[Records from a data collection]
────────────────────

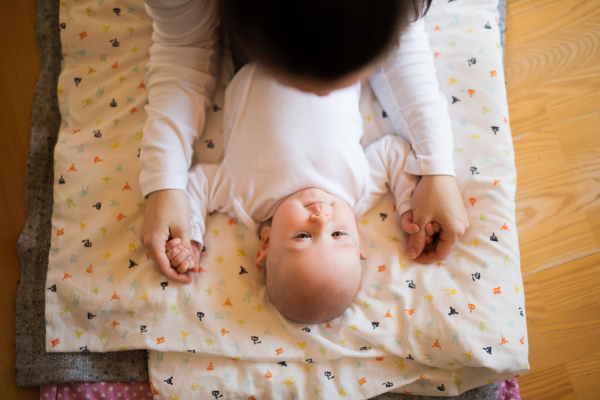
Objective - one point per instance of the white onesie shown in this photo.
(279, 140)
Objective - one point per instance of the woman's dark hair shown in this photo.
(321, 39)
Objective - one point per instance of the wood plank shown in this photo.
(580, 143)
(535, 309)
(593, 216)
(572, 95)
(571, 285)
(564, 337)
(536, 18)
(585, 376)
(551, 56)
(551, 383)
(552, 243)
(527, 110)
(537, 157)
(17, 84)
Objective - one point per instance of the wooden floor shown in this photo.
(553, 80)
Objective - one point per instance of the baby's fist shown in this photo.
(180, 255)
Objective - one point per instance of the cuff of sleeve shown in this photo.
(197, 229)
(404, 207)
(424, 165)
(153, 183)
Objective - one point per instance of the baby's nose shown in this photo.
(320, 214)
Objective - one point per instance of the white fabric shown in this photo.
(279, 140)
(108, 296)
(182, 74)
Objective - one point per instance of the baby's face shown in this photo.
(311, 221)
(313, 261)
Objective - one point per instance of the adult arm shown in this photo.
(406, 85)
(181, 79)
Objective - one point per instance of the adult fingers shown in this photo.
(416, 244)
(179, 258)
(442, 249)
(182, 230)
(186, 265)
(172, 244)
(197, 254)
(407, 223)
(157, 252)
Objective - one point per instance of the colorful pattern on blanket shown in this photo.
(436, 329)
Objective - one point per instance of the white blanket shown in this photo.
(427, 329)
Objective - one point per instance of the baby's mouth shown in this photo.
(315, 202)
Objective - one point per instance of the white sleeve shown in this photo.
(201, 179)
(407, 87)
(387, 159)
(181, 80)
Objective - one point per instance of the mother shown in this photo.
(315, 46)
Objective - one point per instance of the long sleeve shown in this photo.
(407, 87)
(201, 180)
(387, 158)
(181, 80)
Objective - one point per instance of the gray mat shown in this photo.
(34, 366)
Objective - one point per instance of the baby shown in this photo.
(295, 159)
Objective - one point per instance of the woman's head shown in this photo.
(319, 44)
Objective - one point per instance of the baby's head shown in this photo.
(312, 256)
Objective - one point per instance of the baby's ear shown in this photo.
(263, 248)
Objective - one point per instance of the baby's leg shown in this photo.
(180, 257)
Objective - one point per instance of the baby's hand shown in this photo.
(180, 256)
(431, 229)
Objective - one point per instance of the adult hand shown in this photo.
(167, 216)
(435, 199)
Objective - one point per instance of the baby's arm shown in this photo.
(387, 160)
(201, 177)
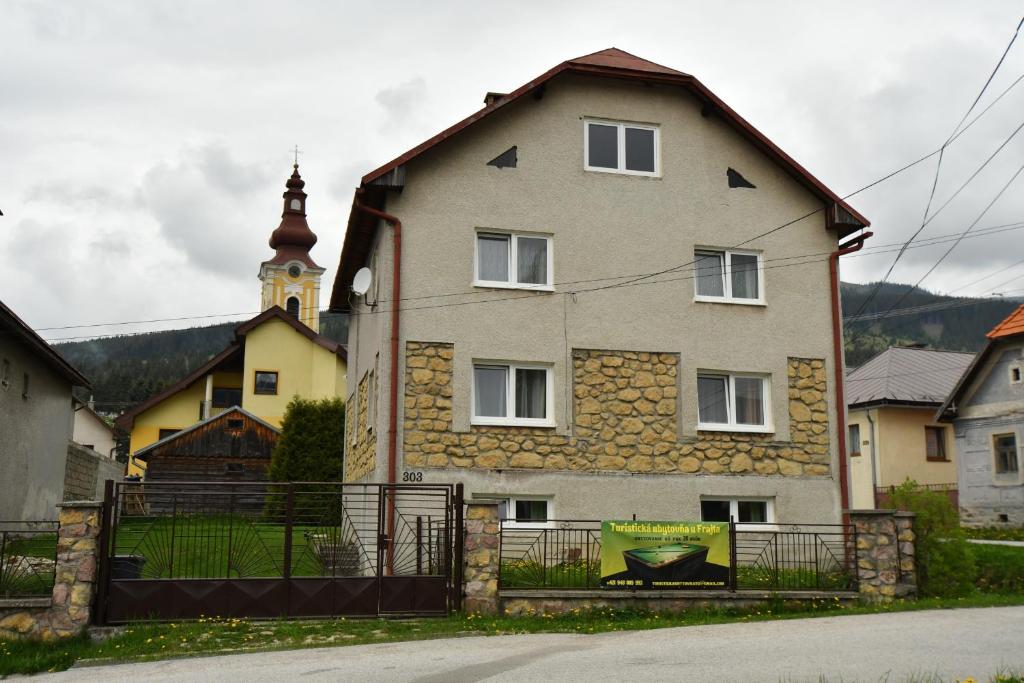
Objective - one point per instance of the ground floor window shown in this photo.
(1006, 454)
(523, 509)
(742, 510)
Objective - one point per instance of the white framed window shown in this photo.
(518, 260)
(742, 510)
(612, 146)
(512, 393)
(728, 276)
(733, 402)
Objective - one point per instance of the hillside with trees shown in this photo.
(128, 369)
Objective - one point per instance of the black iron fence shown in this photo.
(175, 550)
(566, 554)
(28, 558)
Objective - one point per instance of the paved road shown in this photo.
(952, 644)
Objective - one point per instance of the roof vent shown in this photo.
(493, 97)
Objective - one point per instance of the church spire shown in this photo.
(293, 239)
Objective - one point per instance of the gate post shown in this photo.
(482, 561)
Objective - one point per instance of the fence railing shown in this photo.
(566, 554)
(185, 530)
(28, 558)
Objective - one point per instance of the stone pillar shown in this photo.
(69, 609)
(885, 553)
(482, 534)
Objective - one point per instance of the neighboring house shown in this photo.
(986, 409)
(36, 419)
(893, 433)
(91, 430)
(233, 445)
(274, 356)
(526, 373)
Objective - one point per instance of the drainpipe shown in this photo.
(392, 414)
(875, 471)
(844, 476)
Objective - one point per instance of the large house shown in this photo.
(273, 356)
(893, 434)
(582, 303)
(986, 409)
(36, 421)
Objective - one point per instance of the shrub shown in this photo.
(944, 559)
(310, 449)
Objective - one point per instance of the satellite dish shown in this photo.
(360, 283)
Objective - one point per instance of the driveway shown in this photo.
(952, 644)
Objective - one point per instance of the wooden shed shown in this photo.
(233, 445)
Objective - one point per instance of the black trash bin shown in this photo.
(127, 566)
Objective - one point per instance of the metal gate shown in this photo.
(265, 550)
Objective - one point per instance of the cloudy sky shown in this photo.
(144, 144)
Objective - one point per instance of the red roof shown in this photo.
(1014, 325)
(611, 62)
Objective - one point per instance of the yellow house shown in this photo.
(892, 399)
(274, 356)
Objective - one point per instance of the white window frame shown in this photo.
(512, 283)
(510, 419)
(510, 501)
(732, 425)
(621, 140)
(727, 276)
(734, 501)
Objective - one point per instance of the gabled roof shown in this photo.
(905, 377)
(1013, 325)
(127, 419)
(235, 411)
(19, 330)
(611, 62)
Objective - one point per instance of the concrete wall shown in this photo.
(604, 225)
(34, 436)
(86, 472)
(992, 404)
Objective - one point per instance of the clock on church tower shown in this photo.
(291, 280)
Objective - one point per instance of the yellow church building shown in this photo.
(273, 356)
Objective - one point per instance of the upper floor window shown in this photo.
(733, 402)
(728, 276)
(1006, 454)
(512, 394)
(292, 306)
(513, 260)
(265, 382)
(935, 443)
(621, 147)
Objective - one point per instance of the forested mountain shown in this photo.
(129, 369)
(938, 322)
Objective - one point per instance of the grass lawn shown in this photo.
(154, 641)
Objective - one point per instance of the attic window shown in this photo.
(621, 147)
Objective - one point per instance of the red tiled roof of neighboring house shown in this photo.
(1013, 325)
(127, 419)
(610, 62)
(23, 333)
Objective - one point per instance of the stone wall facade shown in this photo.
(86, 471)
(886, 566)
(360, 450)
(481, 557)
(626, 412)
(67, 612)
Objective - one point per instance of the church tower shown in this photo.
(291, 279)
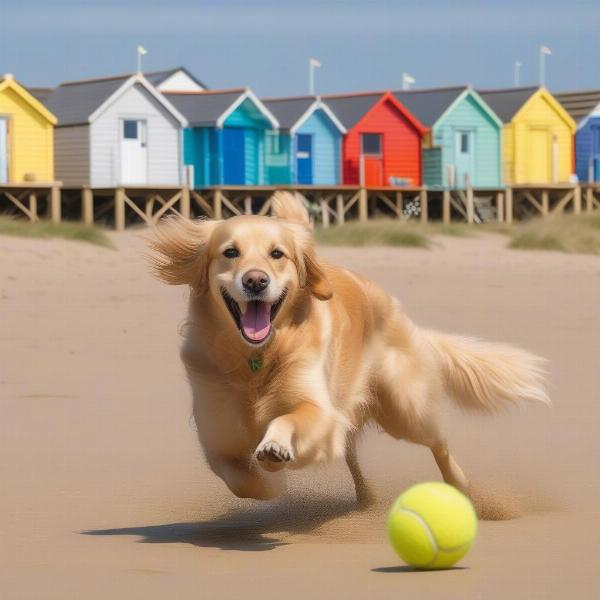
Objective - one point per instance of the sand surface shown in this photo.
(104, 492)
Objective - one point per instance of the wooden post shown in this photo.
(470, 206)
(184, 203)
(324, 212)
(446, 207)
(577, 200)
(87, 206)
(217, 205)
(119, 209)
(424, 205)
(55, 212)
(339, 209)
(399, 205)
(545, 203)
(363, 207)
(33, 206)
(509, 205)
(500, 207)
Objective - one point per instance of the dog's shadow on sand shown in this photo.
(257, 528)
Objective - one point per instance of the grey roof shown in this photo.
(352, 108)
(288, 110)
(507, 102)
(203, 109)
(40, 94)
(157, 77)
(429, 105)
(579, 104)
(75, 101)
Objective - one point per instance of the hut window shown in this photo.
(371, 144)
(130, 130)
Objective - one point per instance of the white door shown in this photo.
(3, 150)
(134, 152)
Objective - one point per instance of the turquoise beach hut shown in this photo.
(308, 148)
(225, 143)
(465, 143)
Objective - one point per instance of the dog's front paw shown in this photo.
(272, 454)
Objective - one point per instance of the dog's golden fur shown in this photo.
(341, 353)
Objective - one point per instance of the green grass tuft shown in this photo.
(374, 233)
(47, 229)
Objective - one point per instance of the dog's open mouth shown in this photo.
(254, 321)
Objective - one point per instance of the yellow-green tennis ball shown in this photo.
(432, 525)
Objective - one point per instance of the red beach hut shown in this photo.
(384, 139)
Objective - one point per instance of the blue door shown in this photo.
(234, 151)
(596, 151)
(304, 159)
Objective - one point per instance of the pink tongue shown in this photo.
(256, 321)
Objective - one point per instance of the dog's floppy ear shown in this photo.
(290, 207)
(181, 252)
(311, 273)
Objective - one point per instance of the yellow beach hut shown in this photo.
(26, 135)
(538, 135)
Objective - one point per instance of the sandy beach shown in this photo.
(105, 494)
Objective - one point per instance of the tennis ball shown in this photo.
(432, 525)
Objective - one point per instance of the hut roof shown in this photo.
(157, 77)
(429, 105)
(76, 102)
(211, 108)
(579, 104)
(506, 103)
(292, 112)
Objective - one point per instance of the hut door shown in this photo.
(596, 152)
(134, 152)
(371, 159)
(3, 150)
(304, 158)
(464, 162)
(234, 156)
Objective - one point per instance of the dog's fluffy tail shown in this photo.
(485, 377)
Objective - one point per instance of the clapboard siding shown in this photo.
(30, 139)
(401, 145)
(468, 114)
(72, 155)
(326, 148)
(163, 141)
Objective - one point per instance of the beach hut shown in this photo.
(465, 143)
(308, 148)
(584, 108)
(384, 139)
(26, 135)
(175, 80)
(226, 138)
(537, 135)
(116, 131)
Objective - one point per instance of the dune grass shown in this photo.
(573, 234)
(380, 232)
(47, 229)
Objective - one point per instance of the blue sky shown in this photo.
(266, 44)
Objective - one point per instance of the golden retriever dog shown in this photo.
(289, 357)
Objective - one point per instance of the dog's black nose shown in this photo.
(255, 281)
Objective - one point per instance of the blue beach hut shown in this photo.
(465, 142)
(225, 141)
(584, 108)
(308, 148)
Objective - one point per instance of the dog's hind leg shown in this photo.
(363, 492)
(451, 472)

────────────────────

→ Stated task:
Convert the data starting at the line containing "Objective - one point per instance of the dog's hind" and ending at the end of the data into a two-column CSV with the headers text and answer. Put each line beginning "Objective" in the text column and the points under it in the answer column, with every field quoted and line breaks changed to spaces.

→ Solution:
text,answer
"Objective - one point per instance of the dog's hind leg shown in this photo.","(363, 492) (451, 472)"